Please repeat the data below exactly, with the pictures removed.

═════ INFORMATION SUPPLIED

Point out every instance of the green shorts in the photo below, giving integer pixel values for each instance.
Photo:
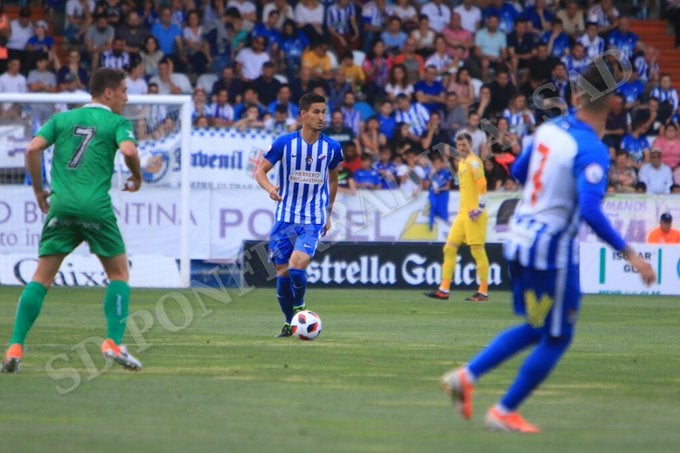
(63, 233)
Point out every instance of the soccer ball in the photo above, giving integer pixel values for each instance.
(306, 325)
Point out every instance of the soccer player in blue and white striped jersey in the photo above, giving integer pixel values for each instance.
(564, 173)
(308, 181)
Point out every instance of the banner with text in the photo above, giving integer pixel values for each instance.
(376, 265)
(222, 219)
(605, 271)
(146, 271)
(220, 158)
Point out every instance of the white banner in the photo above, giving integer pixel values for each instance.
(222, 219)
(146, 271)
(220, 159)
(605, 271)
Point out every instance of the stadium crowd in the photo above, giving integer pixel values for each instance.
(401, 77)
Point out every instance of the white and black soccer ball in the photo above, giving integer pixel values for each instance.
(306, 325)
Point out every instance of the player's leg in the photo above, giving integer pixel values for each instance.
(105, 241)
(29, 307)
(475, 233)
(116, 302)
(305, 248)
(553, 314)
(281, 242)
(58, 238)
(459, 383)
(455, 238)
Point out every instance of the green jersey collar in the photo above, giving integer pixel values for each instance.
(98, 105)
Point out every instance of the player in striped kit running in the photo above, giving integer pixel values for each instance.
(564, 173)
(308, 181)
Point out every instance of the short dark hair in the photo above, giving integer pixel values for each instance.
(600, 100)
(464, 136)
(105, 78)
(308, 99)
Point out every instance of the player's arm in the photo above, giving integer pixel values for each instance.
(480, 181)
(591, 187)
(131, 156)
(520, 168)
(333, 190)
(261, 178)
(34, 164)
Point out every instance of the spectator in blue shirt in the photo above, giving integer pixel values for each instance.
(268, 30)
(394, 37)
(440, 186)
(632, 90)
(293, 45)
(283, 100)
(506, 13)
(623, 39)
(169, 37)
(386, 119)
(386, 168)
(557, 40)
(430, 92)
(367, 177)
(636, 144)
(522, 43)
(539, 16)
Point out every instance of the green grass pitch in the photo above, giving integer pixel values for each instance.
(216, 380)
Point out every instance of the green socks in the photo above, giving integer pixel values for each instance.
(115, 309)
(28, 310)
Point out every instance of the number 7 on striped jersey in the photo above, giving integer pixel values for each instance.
(537, 179)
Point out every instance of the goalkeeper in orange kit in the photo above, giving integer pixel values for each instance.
(469, 226)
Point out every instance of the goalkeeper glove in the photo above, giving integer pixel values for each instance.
(475, 213)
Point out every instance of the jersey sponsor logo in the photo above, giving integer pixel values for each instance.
(594, 173)
(306, 177)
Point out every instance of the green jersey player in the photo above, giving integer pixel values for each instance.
(79, 208)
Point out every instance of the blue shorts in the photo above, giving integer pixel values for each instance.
(548, 300)
(287, 237)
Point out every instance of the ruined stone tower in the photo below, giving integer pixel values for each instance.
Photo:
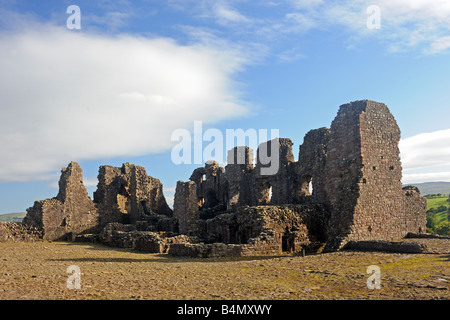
(69, 213)
(346, 186)
(363, 173)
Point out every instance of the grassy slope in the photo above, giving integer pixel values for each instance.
(437, 202)
(12, 217)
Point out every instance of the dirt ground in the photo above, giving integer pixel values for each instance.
(38, 270)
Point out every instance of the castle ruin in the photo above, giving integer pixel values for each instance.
(346, 186)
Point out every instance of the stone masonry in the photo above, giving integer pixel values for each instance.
(345, 187)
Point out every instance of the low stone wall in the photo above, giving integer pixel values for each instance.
(388, 246)
(14, 231)
(126, 236)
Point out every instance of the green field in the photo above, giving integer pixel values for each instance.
(435, 203)
(12, 217)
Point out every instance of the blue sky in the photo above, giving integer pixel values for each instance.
(115, 90)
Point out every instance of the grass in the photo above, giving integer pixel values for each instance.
(38, 271)
(435, 203)
(12, 217)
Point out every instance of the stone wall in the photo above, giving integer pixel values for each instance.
(352, 170)
(128, 195)
(14, 232)
(69, 213)
(345, 186)
(125, 195)
(364, 172)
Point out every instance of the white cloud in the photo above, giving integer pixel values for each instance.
(75, 96)
(426, 157)
(226, 14)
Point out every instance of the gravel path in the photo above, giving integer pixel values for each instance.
(39, 271)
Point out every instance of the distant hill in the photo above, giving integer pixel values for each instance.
(12, 217)
(433, 188)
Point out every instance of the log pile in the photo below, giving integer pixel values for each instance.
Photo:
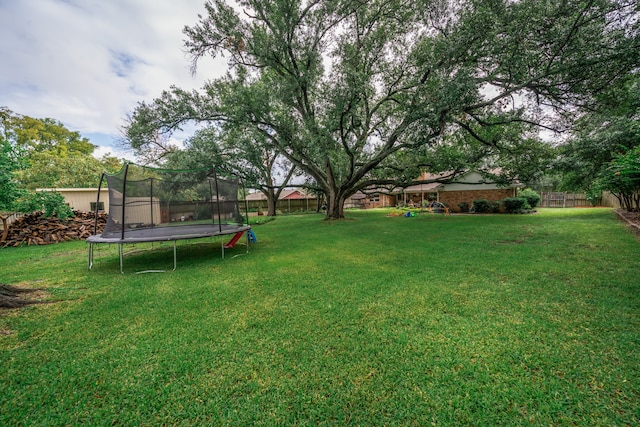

══════════

§ RESULT OF THE TASK
Point out every instance of the green shorts in the photo below, giving integer pixel values for each instance.
Photo:
(63, 233)
Point out every instance of the soccer ball in the photo above, giving integer pixel values for each instance.
(306, 325)
Point out every instance of the soccer player in blue and white striped jersey in the photo above, giving integer pixel values for each instance.
(564, 173)
(308, 181)
Point out every instance of the banner with text in the photo above, giving integer pixel values for each instance.
(376, 265)
(222, 219)
(605, 271)
(146, 271)
(220, 158)
Point out every instance of the white banner in the photo above, giving integer pixel values for each instance.
(222, 219)
(146, 271)
(220, 159)
(605, 271)
Point out every instance of the stadium crowd in the photo above, giving integer pixel values for each instance.
(401, 77)
Point out every instance of the white and black soccer ball in the photo above, giving integer pixel values for each instance.
(306, 325)
Point out every instance of the player's leg in the photo above, giving integer pixel values for each instance.
(105, 241)
(29, 307)
(475, 233)
(116, 302)
(305, 248)
(553, 314)
(281, 242)
(58, 238)
(459, 383)
(455, 238)
Point out every instance of the green jersey collar in the photo above, giving integer pixel values for each instance.
(98, 105)
Point out every instance of the player in striped kit running in the photo above, giving integer pixel values for each instance.
(564, 173)
(308, 181)
Point out every instance of the short dark hair in the photo above, giving integer pixel values for each instance.
(600, 100)
(464, 136)
(105, 78)
(308, 99)
Point out every instance of the player's arm in the photo above, giving integer pixel values for each instance.
(480, 181)
(591, 187)
(131, 156)
(520, 168)
(333, 190)
(261, 178)
(34, 164)
Point out every instance of the spectator in blue shirt in the photo above, giving integer pixel values for each instance.
(268, 30)
(394, 37)
(440, 186)
(632, 90)
(293, 45)
(283, 100)
(506, 13)
(623, 39)
(169, 37)
(386, 119)
(386, 168)
(557, 40)
(430, 92)
(367, 177)
(636, 144)
(522, 43)
(539, 16)
Point out every instance of the green grass pitch in the photo above, giving integer pixel values for each instance.
(216, 380)
Point out every instance of the green socks in the photo above, giving integer pixel values for each instance.
(115, 309)
(28, 310)
Point out every instance of the number 7 on striped jersey in the photo above, giving integer pixel values for each instance.
(537, 179)
Point out every instance of the goalkeeper in orange kit in the photo above, giving integer pixel values for each instance.
(469, 226)
Point out every instance of the goalkeeper glove in the photo above, giving integer pixel values for each instance.
(475, 213)
Point out every instance of the jersey sponsor logo in the photo above, giving integer pixel values for each instance.
(594, 173)
(306, 177)
Point out every instance of the green jersey player in the photo above, giving integer pixel values for each instance.
(79, 208)
Point out every instance of the blue shorts in the photo above, giving integer pixel values for each instance.
(548, 300)
(287, 237)
Point out every instance of the ruined stone tower in the photo below, giving integer pixel values for each instance.
Photo:
(69, 213)
(346, 186)
(363, 173)
Point out every instance of the grassy slope in the photo above, giving integer pixel values for each instance.
(437, 202)
(12, 217)
Point out every instance of the dirt ground in the photo above, giving integer pixel values for each instance.
(38, 270)
Point out every instance of the castle ruin in the photo above, giving integer pixel values for each instance.
(346, 186)
Point out every instance of the stone masonry in the photo above, giving integer pixel values for each instance.
(345, 187)
Point out every instance of the low stone wall in the photo above, giving integer pixel values for each instance.
(388, 246)
(14, 231)
(126, 236)
Point out every instance of the green field in the photo above, giving integer pixel values for each instance.
(435, 203)
(12, 217)
Point out every instance of the blue sky in the photo above, giving integer pixel values for each instance.
(115, 90)
Point out every instance of the grass in the photo above, giving integer pixel values for each instance.
(38, 271)
(435, 203)
(12, 217)
Point out every instance of the stone wall in the photo above, giving integer pixel values for each instance.
(352, 170)
(128, 195)
(14, 232)
(69, 213)
(345, 186)
(125, 195)
(364, 172)
Point out every instance of the white cloud in the photo above, giving integer pixel values for each instance.
(75, 96)
(426, 157)
(226, 14)
Point out every instance of the gravel path in the photo above, giving integer pixel values for each instance.
(39, 271)
Point out every instance of the distant hill in the photo above, giving integer pixel values for each instance.
(12, 217)
(433, 188)
Point out every instance of the log pile in the photo below, giving integer pixel values for each instance.
Photo:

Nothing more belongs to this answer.